Task details> The expected output is exactly the lines below, starting at the line with "Mark the stone" and ending at the line with "# test: pin the chick's", both included; no other line belongs in it.

Data records>
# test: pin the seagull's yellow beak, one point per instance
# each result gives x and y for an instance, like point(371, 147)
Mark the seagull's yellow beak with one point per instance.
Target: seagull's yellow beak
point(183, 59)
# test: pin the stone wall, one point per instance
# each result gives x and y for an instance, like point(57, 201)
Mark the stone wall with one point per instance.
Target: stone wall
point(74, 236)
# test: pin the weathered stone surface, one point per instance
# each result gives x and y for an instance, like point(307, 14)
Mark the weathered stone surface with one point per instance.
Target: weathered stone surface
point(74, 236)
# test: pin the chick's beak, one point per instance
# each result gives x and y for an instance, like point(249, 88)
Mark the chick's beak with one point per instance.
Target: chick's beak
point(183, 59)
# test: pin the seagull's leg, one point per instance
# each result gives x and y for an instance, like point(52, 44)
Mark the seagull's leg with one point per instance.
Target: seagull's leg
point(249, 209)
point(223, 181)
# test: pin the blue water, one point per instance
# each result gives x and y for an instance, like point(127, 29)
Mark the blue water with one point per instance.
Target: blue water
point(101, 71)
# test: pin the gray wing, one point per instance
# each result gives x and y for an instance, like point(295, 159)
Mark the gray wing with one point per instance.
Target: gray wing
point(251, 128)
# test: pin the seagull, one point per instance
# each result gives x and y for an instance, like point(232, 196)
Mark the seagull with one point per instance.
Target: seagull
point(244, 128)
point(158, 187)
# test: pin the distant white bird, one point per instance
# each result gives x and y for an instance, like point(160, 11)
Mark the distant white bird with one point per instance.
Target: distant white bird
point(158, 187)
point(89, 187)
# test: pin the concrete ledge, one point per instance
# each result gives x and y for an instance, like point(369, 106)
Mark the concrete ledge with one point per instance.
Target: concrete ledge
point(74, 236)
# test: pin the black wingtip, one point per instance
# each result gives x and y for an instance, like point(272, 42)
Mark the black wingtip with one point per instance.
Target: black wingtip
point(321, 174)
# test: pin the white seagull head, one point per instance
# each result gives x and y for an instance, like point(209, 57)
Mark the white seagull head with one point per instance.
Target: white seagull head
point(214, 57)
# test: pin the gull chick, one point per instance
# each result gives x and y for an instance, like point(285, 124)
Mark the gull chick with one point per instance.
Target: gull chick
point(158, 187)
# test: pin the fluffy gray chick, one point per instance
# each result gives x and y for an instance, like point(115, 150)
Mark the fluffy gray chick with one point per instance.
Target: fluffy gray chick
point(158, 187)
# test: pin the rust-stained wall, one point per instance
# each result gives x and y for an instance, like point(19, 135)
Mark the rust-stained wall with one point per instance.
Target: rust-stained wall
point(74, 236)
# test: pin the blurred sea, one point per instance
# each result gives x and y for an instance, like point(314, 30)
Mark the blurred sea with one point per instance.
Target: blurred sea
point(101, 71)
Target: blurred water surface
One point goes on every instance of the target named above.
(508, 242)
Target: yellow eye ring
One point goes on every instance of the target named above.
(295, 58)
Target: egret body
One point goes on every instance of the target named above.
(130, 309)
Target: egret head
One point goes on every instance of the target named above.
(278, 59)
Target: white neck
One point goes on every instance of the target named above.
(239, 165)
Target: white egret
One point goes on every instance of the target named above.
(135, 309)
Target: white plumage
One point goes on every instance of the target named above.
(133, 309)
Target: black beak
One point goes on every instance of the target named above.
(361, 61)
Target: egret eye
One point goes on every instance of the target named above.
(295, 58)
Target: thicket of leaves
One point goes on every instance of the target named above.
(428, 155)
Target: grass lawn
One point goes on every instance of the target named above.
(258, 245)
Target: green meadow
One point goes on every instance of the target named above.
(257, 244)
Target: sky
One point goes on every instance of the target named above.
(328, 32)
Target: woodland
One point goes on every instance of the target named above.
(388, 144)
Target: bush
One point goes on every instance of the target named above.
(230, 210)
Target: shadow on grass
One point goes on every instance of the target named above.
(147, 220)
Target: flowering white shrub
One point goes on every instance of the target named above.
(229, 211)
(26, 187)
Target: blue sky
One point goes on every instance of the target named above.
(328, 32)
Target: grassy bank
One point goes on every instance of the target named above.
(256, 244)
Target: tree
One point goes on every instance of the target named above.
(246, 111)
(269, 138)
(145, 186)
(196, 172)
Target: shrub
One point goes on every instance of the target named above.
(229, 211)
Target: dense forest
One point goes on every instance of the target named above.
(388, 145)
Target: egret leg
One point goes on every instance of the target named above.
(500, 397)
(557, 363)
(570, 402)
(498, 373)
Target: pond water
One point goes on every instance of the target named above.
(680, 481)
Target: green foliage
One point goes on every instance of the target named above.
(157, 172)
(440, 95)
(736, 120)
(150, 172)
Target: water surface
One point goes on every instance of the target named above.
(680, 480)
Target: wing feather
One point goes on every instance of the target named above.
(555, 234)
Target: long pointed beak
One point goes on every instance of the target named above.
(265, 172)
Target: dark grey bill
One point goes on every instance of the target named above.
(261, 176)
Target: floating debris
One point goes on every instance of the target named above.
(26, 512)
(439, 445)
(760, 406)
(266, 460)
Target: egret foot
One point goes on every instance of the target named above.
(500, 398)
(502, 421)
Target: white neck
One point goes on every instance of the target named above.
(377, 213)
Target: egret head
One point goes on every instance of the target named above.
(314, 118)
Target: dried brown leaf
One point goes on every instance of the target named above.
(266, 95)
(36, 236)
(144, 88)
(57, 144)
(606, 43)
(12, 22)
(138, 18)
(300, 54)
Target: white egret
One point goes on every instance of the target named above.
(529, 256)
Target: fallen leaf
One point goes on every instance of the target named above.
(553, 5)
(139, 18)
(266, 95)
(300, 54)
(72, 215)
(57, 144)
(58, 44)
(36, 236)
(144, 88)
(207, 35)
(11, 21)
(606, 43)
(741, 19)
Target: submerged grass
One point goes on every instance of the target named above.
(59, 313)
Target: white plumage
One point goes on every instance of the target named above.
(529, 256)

Reply to the exercise>
Mark the stone wall with one point per instance.
Target: stone wall
point(74, 236)
# test: pin the weathered stone surface, one point per instance
# each result gives x and y for an instance, like point(307, 14)
Mark the weathered stone surface with one point per instance.
Target: weathered stone surface
point(74, 236)
# test: pin the chick's beak, one point per instance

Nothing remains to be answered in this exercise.